• WHAT YOU HAVE TO DO: Exactly as written, print each record in the listing.

** START MATERIAL PROVIDED **

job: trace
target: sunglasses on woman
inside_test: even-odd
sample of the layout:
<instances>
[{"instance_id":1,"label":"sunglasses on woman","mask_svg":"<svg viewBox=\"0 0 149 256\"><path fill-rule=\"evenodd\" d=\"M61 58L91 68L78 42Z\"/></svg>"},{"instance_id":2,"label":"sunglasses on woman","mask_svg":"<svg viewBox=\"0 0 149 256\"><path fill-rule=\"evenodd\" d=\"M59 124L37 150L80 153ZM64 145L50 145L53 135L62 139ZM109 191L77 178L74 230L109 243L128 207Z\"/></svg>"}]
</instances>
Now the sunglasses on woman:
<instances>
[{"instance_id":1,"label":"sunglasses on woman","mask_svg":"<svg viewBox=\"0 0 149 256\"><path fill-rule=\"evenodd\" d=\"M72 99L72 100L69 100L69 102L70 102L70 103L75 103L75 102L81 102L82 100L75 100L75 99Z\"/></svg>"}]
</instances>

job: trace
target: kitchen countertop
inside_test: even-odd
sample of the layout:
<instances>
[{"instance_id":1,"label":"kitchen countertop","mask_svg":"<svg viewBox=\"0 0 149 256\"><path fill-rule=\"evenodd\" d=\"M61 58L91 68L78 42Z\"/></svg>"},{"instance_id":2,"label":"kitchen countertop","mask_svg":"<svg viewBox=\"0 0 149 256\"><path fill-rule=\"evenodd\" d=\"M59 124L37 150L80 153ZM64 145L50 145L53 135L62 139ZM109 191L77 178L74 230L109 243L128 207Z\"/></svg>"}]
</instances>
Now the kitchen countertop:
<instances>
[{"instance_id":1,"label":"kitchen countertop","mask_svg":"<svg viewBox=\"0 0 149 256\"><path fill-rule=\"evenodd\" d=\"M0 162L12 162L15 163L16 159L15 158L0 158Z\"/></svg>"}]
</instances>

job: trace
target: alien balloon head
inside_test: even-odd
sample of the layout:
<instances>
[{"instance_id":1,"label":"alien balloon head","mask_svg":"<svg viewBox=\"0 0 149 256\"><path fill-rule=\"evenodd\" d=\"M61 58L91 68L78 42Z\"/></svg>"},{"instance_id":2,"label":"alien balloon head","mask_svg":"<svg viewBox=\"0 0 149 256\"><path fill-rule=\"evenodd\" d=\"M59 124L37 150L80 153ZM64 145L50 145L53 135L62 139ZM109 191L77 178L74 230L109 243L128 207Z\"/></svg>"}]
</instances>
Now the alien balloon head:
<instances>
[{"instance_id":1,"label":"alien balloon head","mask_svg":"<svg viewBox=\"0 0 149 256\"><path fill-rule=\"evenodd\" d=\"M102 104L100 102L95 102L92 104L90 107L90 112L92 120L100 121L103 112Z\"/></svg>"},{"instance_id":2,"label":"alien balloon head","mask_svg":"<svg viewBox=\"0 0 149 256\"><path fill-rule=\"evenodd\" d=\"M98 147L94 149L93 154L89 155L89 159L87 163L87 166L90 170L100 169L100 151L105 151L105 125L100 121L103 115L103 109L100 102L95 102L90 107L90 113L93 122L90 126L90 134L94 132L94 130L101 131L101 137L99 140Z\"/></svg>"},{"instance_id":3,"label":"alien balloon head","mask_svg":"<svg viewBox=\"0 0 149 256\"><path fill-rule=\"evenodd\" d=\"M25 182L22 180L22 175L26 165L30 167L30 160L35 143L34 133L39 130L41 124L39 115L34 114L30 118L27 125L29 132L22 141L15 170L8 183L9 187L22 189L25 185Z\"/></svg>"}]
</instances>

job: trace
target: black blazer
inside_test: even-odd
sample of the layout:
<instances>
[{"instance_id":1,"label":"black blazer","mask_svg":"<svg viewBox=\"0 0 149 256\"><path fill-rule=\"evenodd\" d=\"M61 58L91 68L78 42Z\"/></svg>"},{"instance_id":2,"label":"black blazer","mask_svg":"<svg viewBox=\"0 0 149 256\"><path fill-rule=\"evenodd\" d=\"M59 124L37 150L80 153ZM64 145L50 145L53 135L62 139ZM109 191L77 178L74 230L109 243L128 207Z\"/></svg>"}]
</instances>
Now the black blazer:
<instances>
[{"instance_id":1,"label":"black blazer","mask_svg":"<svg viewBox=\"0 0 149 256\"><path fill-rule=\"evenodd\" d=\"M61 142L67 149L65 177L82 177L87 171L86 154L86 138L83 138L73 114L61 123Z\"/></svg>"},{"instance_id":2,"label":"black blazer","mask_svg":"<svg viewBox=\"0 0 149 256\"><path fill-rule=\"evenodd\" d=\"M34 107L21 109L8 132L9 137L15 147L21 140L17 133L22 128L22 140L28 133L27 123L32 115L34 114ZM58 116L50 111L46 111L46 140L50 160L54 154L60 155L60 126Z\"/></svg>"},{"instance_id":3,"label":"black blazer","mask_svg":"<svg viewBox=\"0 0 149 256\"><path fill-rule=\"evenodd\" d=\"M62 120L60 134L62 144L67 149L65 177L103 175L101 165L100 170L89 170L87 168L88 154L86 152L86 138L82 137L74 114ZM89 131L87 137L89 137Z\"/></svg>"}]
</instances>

** END MATERIAL PROVIDED **

• ANSWER BELOW:
job: trace
target: sunglasses on woman
inside_test: even-odd
sample of the layout:
<instances>
[{"instance_id":1,"label":"sunglasses on woman","mask_svg":"<svg viewBox=\"0 0 149 256\"><path fill-rule=\"evenodd\" d=\"M61 58L91 68L78 42Z\"/></svg>"},{"instance_id":2,"label":"sunglasses on woman","mask_svg":"<svg viewBox=\"0 0 149 256\"><path fill-rule=\"evenodd\" d=\"M59 124L37 150L80 153ZM64 145L50 145L53 135L62 139ZM109 191L77 178L74 230L109 243L128 207Z\"/></svg>"}]
</instances>
Now the sunglasses on woman:
<instances>
[{"instance_id":1,"label":"sunglasses on woman","mask_svg":"<svg viewBox=\"0 0 149 256\"><path fill-rule=\"evenodd\" d=\"M72 99L72 100L69 100L69 102L70 102L70 103L75 103L75 102L81 102L82 100L75 100L75 99Z\"/></svg>"}]
</instances>

job: trace
target: kitchen countertop
inside_test: even-odd
sample of the layout:
<instances>
[{"instance_id":1,"label":"kitchen countertop","mask_svg":"<svg viewBox=\"0 0 149 256\"><path fill-rule=\"evenodd\" d=\"M61 58L91 68L78 42Z\"/></svg>"},{"instance_id":2,"label":"kitchen countertop","mask_svg":"<svg viewBox=\"0 0 149 256\"><path fill-rule=\"evenodd\" d=\"M59 124L37 150L80 153ZM64 145L50 145L53 135L62 139ZM109 191L77 178L74 230L109 243L128 207Z\"/></svg>"}]
</instances>
Now the kitchen countertop:
<instances>
[{"instance_id":1,"label":"kitchen countertop","mask_svg":"<svg viewBox=\"0 0 149 256\"><path fill-rule=\"evenodd\" d=\"M0 162L12 162L15 163L16 159L15 158L0 158Z\"/></svg>"}]
</instances>

job: trace
target: alien balloon head
inside_test: even-odd
sample of the layout:
<instances>
[{"instance_id":1,"label":"alien balloon head","mask_svg":"<svg viewBox=\"0 0 149 256\"><path fill-rule=\"evenodd\" d=\"M61 58L91 68L78 42Z\"/></svg>"},{"instance_id":2,"label":"alien balloon head","mask_svg":"<svg viewBox=\"0 0 149 256\"><path fill-rule=\"evenodd\" d=\"M59 124L37 150L80 153ZM64 145L50 145L53 135L62 139ZM109 191L77 178L74 230L109 243L128 207Z\"/></svg>"}]
</instances>
Now the alien balloon head:
<instances>
[{"instance_id":1,"label":"alien balloon head","mask_svg":"<svg viewBox=\"0 0 149 256\"><path fill-rule=\"evenodd\" d=\"M102 104L100 102L95 102L92 104L90 107L90 112L92 120L100 121L103 112Z\"/></svg>"},{"instance_id":2,"label":"alien balloon head","mask_svg":"<svg viewBox=\"0 0 149 256\"><path fill-rule=\"evenodd\" d=\"M98 147L94 149L93 154L89 155L89 159L87 163L87 166L90 170L100 169L100 151L105 151L105 125L100 121L103 115L103 109L100 102L95 102L90 107L90 113L93 122L90 126L90 134L94 132L94 130L101 131L101 137L99 140Z\"/></svg>"},{"instance_id":3,"label":"alien balloon head","mask_svg":"<svg viewBox=\"0 0 149 256\"><path fill-rule=\"evenodd\" d=\"M25 182L22 180L22 175L26 165L30 167L30 160L35 143L34 133L39 130L41 124L39 115L34 114L30 118L27 125L29 132L22 141L15 170L8 183L9 187L22 189L25 185Z\"/></svg>"}]
</instances>

job: trace
target: black blazer
inside_test: even-odd
sample of the layout:
<instances>
[{"instance_id":1,"label":"black blazer","mask_svg":"<svg viewBox=\"0 0 149 256\"><path fill-rule=\"evenodd\" d=\"M61 58L91 68L78 42Z\"/></svg>"},{"instance_id":2,"label":"black blazer","mask_svg":"<svg viewBox=\"0 0 149 256\"><path fill-rule=\"evenodd\" d=\"M59 124L37 150L80 153ZM64 145L50 145L53 135L62 139ZM109 191L77 178L74 230L109 243L128 207Z\"/></svg>"}]
</instances>
Now the black blazer:
<instances>
[{"instance_id":1,"label":"black blazer","mask_svg":"<svg viewBox=\"0 0 149 256\"><path fill-rule=\"evenodd\" d=\"M61 142L67 149L65 177L82 177L87 171L86 154L86 138L83 138L73 114L61 123Z\"/></svg>"},{"instance_id":2,"label":"black blazer","mask_svg":"<svg viewBox=\"0 0 149 256\"><path fill-rule=\"evenodd\" d=\"M34 107L21 109L8 132L9 137L15 147L21 140L17 133L22 128L22 140L28 133L27 123L32 115L34 114ZM58 116L50 111L46 111L46 140L50 160L54 154L60 155L60 126Z\"/></svg>"},{"instance_id":3,"label":"black blazer","mask_svg":"<svg viewBox=\"0 0 149 256\"><path fill-rule=\"evenodd\" d=\"M62 120L60 134L62 144L67 149L65 177L103 175L101 165L100 170L89 170L87 168L88 154L86 152L86 138L82 137L74 114ZM89 131L87 137L89 137Z\"/></svg>"}]
</instances>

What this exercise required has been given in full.